DOCUMENT TEXT.
= Beginning of Section =

Judith McConkey’s Rehabilitation
Judith and Bruce McConkey faced a whirlwind couple of years when Judith was diagnosed with Normal Pressure Hydrocephalus (NPH) starting in the summer of 2010.
NPH is a condition where the cerebrospinal fluid is not absorbed correctly and creates a reservoir in the brain that then creates pressure on the frontal lobe. The symptoms usually manifest slowly but resemble those associated with Alzheimer’s. By the summer of 2011, Judith’s symptoms were very pronounced and it was clear she would have to take the next steps.
On October 4, 2011, Judith went in for her first endoscopic treatment, to create a new path to drain the fluid. Unfortunately, this procedure did not prove effective and it was necessary to have a VP shunt implanted on November 28, 2011. Since that time, she has been in some form of rehabilitation.
Judith started her journey at Tirr. Tirr Memorial Hermann is a facility in Houston that treats patients with a range of disabilities including brain injury, multiple trauma, Lupus, and Parkinson’s disease.
“Tirr was a great facility, but there was a lot of back and forth commute,” said Bruce McConkey, “Judith was seeing great recovery but little progress at home.”
Once Judith was deemed ready, the McConkeys opted for Cole Health’s Home Health rehabilitation services.
“[Cole was] very upfront about how they operated,” said Bruce. “They told us there would be three different people coming to our house: a nurse, a physical therapist, and an occupational therapist, and that’s exactly what happened.”
The Occupational Therapist worked with Judith for about 6 weeks.

= End of Section =

STORED DATA.
= Beginning of Section =

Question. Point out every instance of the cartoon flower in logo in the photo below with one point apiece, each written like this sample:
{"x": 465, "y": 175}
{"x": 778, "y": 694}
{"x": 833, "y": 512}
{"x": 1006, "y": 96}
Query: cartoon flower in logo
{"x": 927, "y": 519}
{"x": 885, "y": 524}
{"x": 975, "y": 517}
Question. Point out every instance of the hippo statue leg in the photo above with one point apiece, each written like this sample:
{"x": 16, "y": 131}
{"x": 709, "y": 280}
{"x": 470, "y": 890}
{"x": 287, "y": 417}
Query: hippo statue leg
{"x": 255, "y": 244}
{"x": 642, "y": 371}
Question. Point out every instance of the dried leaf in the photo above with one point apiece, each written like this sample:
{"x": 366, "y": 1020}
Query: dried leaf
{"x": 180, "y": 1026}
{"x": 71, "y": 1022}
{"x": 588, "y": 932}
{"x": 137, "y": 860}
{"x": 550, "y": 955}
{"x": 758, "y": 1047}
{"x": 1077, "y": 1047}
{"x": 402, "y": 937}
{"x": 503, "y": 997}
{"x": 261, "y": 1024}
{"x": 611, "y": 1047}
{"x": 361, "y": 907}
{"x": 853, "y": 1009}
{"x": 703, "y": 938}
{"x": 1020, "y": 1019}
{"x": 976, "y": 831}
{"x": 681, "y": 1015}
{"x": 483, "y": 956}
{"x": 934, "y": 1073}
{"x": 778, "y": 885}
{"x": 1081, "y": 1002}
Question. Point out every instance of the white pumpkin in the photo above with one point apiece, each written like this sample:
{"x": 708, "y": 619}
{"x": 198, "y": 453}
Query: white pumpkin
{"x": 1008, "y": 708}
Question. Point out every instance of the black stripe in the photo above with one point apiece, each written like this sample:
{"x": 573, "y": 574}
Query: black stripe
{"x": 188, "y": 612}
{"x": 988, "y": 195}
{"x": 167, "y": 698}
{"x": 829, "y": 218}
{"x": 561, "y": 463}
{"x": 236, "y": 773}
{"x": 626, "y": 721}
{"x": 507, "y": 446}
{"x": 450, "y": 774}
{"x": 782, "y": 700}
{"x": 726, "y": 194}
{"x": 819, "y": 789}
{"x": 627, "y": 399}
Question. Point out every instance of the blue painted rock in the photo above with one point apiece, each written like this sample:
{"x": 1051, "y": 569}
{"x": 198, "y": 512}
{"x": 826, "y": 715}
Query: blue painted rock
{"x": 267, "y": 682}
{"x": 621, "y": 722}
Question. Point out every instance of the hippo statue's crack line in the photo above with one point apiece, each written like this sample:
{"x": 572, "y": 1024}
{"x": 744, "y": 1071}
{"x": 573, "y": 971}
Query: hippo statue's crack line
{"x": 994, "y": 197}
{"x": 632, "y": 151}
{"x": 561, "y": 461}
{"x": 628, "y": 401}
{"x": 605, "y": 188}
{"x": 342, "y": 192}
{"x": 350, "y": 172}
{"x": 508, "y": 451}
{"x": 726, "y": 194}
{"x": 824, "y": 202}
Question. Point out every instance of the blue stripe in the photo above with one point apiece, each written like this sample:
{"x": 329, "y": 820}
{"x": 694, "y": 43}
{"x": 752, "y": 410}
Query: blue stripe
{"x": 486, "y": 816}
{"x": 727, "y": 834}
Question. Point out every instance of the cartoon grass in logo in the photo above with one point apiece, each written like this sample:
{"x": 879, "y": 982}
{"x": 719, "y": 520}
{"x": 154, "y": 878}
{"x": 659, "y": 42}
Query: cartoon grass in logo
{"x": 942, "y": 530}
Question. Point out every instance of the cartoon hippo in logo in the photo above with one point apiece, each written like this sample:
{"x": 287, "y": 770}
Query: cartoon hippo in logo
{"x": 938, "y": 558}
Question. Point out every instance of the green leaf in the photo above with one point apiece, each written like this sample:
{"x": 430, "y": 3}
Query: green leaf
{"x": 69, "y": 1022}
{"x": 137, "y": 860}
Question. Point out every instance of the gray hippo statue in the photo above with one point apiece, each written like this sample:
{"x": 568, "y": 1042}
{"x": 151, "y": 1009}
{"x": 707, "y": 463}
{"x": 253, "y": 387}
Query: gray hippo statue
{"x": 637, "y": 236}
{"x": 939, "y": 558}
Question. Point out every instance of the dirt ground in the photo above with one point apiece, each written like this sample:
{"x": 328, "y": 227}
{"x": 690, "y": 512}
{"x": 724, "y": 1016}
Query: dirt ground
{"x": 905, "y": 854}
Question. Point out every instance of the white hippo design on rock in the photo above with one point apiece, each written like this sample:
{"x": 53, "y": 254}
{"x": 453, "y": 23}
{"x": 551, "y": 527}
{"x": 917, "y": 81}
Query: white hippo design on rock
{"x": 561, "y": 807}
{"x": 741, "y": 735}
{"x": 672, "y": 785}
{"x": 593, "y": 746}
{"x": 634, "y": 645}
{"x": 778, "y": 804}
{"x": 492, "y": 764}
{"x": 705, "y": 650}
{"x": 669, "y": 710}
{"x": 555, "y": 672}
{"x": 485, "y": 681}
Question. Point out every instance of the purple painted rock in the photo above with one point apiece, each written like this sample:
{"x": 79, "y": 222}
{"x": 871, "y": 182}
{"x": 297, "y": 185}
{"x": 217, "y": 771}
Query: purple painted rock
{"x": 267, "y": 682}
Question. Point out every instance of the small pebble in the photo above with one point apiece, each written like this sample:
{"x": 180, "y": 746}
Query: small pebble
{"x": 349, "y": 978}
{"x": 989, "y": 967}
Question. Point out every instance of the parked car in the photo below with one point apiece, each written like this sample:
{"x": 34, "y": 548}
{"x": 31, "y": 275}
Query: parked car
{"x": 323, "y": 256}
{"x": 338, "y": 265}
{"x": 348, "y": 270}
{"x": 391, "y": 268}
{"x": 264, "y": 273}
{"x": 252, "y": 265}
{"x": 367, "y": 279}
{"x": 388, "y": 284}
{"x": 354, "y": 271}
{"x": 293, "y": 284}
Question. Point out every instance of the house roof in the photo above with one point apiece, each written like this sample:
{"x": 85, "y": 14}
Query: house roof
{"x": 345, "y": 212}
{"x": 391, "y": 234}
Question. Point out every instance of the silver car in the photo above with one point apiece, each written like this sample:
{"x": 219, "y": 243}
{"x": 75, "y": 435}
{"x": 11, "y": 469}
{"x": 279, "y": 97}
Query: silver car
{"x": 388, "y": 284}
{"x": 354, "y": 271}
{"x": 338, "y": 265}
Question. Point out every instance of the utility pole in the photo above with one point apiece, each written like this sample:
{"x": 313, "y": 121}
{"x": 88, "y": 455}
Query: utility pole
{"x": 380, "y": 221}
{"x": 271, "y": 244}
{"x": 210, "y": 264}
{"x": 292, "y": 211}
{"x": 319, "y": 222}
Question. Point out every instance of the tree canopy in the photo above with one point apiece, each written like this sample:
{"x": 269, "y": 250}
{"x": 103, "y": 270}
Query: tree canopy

= End of Section =

WORK TO COMPLETE.
a – Reproduce, word for word, the passage of the McConkey rehabilitation article from "Judith started her" up to and including "about 6 weeks.".
b – Decide whether each statement agrees with the McConkey rehabilitation article. Answer yes or no, and quote the words of the article that decide it.
(i) Judith's VP shunt was implanted before her endoscopic treatment.
(ii) Tirr Memorial Hermann is located in Houston.
(iii) Cole Health told the McConkeys that three different people would come to their house.
c – Write a continuation of the McConkey rehabilitation article that picks up after its final sentence.
The records are separate material and have no connection to the McConkey rehabilitation article.

RESPONSE LIST.
a –
Judith started her journey at Tirr. Tirr Memorial Hermann is a facility in Houston that treats patients with a range of disabilities including brain injury, multiple trauma, Lupus, and Parkinson’s disease.
“Tirr was a great facility, but there was a lot of back and forth commute,” said Bruce McConkey, “Judith was seeing great recovery but little progress at home.”
Once Judith was deemed ready, the McConkeys opted for Cole Health’s Home Health rehabilitation services.
“[Cole was] very upfront about how they operated,” said Bruce. “They told us there would be three different people coming to our house: a nurse, a physical therapist, and an occupational therapist, and that’s exactly what happened.”
The Occupational Therapist worked with Judith for about 6 weeks.

b –
(i) No: "On October 4, 2011, Judith went in for her first endoscopic treatment" and "it was necessary to have a VP shunt implanted on November 28, 2011."
(ii) Yes: "Tirr Memorial Hermann is a facility in Houston"
(iii) Yes: "They told us there would be three different people coming to our house"

c –
“The occupational therapist, was a forward looking lady,” said Bruce. “There’s a depression that comes with this, Judy was trying to get her mind back together again and she could lift her spirits every time she was here. It was almost like a homily, always uplifting.”
“Motivation was another problem for Judy. She doesn’t like risk, she’s afraid of falling. Most patients in similar situations just want to sit until they get better. But Judy’s physical therapist, never spares a minute,” said Bruce. “She gets her up, gets her walking around without insistence. That’s a real leadership quality. She’s not derogatory, not a cheerleader, not manic; she just comes in and is very professional, and my wife immediately complies.”
“I think all of it has been a success; walking is not great, but being the person I am, talking came more quickly,” said Judith of her recovery. “Verbal skills and problem solving came back before physical improvements have.”
The Cole Health physical therapist will continue to work with Judith through her rehabilitation process.